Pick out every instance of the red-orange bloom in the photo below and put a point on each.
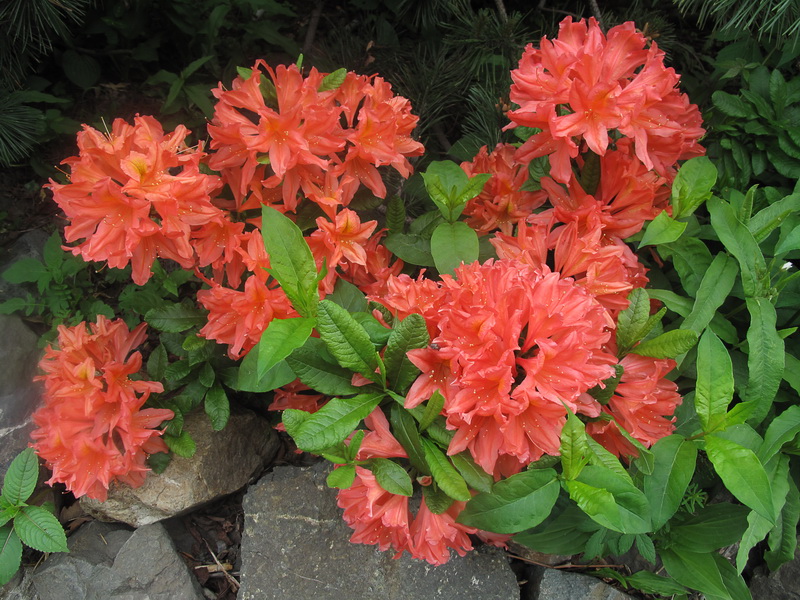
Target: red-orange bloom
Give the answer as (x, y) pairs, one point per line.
(502, 203)
(92, 429)
(511, 345)
(136, 194)
(582, 85)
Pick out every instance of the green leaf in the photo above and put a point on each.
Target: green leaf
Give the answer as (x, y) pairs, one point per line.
(610, 500)
(742, 473)
(662, 230)
(731, 105)
(714, 389)
(342, 477)
(333, 81)
(474, 475)
(692, 186)
(26, 270)
(742, 245)
(291, 261)
(714, 289)
(765, 358)
(279, 340)
(782, 430)
(444, 473)
(10, 553)
(40, 530)
(21, 477)
(650, 583)
(433, 408)
(712, 527)
(175, 318)
(697, 571)
(574, 448)
(334, 422)
(631, 321)
(673, 470)
(348, 296)
(667, 345)
(183, 445)
(515, 504)
(217, 407)
(405, 430)
(346, 339)
(783, 539)
(410, 334)
(453, 244)
(157, 363)
(391, 476)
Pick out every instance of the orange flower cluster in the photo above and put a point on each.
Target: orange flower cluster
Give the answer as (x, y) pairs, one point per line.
(586, 89)
(92, 429)
(137, 193)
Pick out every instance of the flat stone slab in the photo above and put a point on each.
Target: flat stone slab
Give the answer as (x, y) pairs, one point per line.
(296, 545)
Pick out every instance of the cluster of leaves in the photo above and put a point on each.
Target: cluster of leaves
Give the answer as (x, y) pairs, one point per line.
(21, 523)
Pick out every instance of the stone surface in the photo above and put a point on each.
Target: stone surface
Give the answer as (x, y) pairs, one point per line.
(225, 461)
(295, 545)
(19, 394)
(783, 584)
(110, 562)
(558, 585)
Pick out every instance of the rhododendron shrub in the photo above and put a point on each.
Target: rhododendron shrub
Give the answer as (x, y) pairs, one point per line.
(93, 429)
(468, 372)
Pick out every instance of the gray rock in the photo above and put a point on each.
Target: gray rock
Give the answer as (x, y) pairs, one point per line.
(225, 461)
(296, 545)
(557, 585)
(109, 562)
(19, 394)
(783, 584)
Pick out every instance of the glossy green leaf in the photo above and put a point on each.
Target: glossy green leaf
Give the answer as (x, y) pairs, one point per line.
(21, 477)
(692, 186)
(662, 230)
(742, 473)
(346, 339)
(515, 504)
(444, 473)
(714, 289)
(782, 429)
(453, 244)
(290, 259)
(667, 345)
(40, 530)
(391, 476)
(10, 553)
(319, 374)
(217, 407)
(332, 423)
(473, 474)
(765, 358)
(714, 389)
(742, 245)
(404, 428)
(279, 340)
(409, 334)
(673, 470)
(341, 477)
(610, 500)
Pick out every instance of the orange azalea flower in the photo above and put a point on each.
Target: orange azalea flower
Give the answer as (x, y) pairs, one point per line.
(136, 194)
(501, 203)
(384, 519)
(92, 429)
(583, 84)
(511, 344)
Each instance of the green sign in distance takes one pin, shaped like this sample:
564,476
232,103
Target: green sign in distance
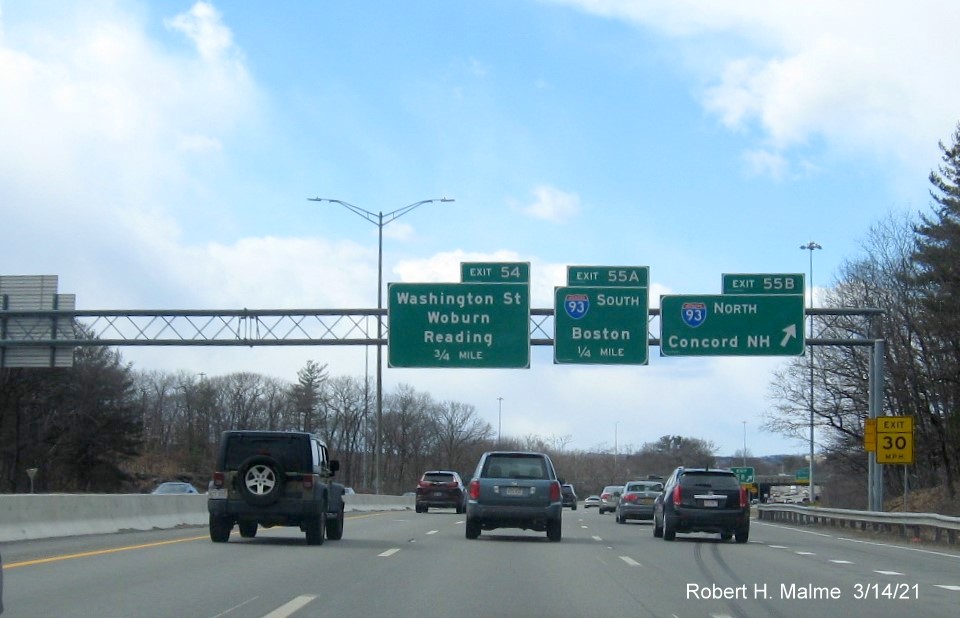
495,272
478,325
731,325
763,284
744,473
609,276
600,325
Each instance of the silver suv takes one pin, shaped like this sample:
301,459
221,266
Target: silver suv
274,478
514,490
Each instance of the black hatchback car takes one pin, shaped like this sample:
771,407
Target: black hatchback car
442,489
702,500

> **Exercise details**:
Please rewrite all of the data above as a numbered list with no blank lines, and leave the pictures out.

> **Solution for this problem**:
1. Pick out every instance of the red-orange bloom in the photo below and put a point on each.
2. Target: red-orange bloom
3. Give the answer as (x, y) pairs, one point per line.
4. (502, 203)
5. (92, 429)
6. (511, 345)
7. (136, 194)
8. (582, 85)
9. Pick out every instance of the green leaf in the photo above and put a point on each.
10. Target: green leaf
11. Give the answer as (x, y) pairs, one point per line.
12. (610, 500)
13. (742, 473)
14. (662, 230)
15. (731, 105)
16. (714, 389)
17. (342, 477)
18. (333, 81)
19. (474, 475)
20. (692, 186)
21. (26, 270)
22. (742, 245)
23. (291, 261)
24. (714, 289)
25. (765, 358)
26. (279, 340)
27. (782, 430)
28. (444, 473)
29. (10, 553)
30. (40, 530)
31. (21, 477)
32. (650, 583)
33. (433, 408)
34. (712, 527)
35. (175, 318)
36. (697, 571)
37. (574, 448)
38. (334, 422)
39. (631, 321)
40. (673, 470)
41. (348, 296)
42. (667, 345)
43. (183, 445)
44. (515, 504)
45. (217, 407)
46. (405, 430)
47. (346, 339)
48. (783, 539)
49. (410, 334)
50. (453, 244)
51. (157, 363)
52. (391, 476)
53. Pick out every instance of the orange flower cluster in the photo above and put a point on each.
54. Target: orange flower cluster
55. Give the answer as (x, y) pairs, one point per line.
56. (586, 89)
57. (92, 429)
58. (137, 193)
59. Pick out every instance of the flat stone slab in the photo above and put a point on each.
60. Target: flat stone slab
61. Give the answer as (x, y) pairs, one point per line.
62. (296, 545)
63. Pick out every instance of the cluster of leaves in the photo above and put a point on each.
64. Target: cluster of leaves
65. Give the answer as (x, y) pairs, one point per line.
66. (21, 523)
67. Pick out every instance of the stone surface in the photo above and put a point on each.
68. Target: stone surface
69. Give the answer as (x, y) pairs, one point per line.
70. (225, 461)
71. (295, 545)
72. (19, 394)
73. (783, 584)
74. (110, 562)
75. (558, 585)
76. Pick out every instance of the rhododendron shrub in the photo above and put a point on each.
77. Target: rhododendron shrub
78. Give the answer as (x, y) pairs, one point per line.
79. (93, 429)
80. (468, 372)
81. Pick out every instance of the gray rock in the photo above and put a point on each.
82. Target: gray rock
83. Give the answer as (x, y) pairs, one point per line.
84. (225, 461)
85. (296, 545)
86. (557, 585)
87. (109, 562)
88. (19, 394)
89. (783, 584)
90. Pick out every instance of the glossy green leaf in the photo above and put a point on each.
91. Target: glossy green leaf
92. Give the answer as (x, y) pairs, one point per line.
93. (21, 477)
94. (692, 186)
95. (662, 230)
96. (742, 473)
97. (346, 339)
98. (515, 504)
99. (444, 473)
100. (714, 289)
101. (782, 429)
102. (453, 244)
103. (290, 259)
104. (667, 345)
105. (40, 530)
106. (391, 476)
107. (10, 553)
108. (319, 374)
109. (217, 407)
110. (332, 423)
111. (473, 474)
112. (765, 358)
113. (714, 389)
114. (742, 245)
115. (404, 428)
116. (279, 340)
117. (409, 334)
118. (673, 470)
119. (341, 477)
120. (610, 500)
121. Pick out every instance of the orange azalea flower in the photo above and put a point on each.
122. Target: orange azalea flower
123. Give the answer as (x, y) pairs, one point per line.
124. (136, 194)
125. (501, 203)
126. (384, 519)
127. (92, 429)
128. (583, 84)
129. (511, 344)
130. Each instance of the green sign in distance takes one pin, shaped like this sample:
131. 564,476
132. 232,103
133. Target: green sign in distance
134. 495,272
135. 478,325
136. 731,325
137. 763,284
138. 744,473
139. 609,276
140. 600,325
141. Each instance of the silver suv takes one pin, shaped like this sample:
142. 301,459
143. 221,266
144. Target: silver suv
145. 274,478
146. 514,490
147. Each instance of the black hatchback car takes one pin, shaped like this sample:
148. 771,407
149. Target: black hatchback car
150. 442,489
151. 702,500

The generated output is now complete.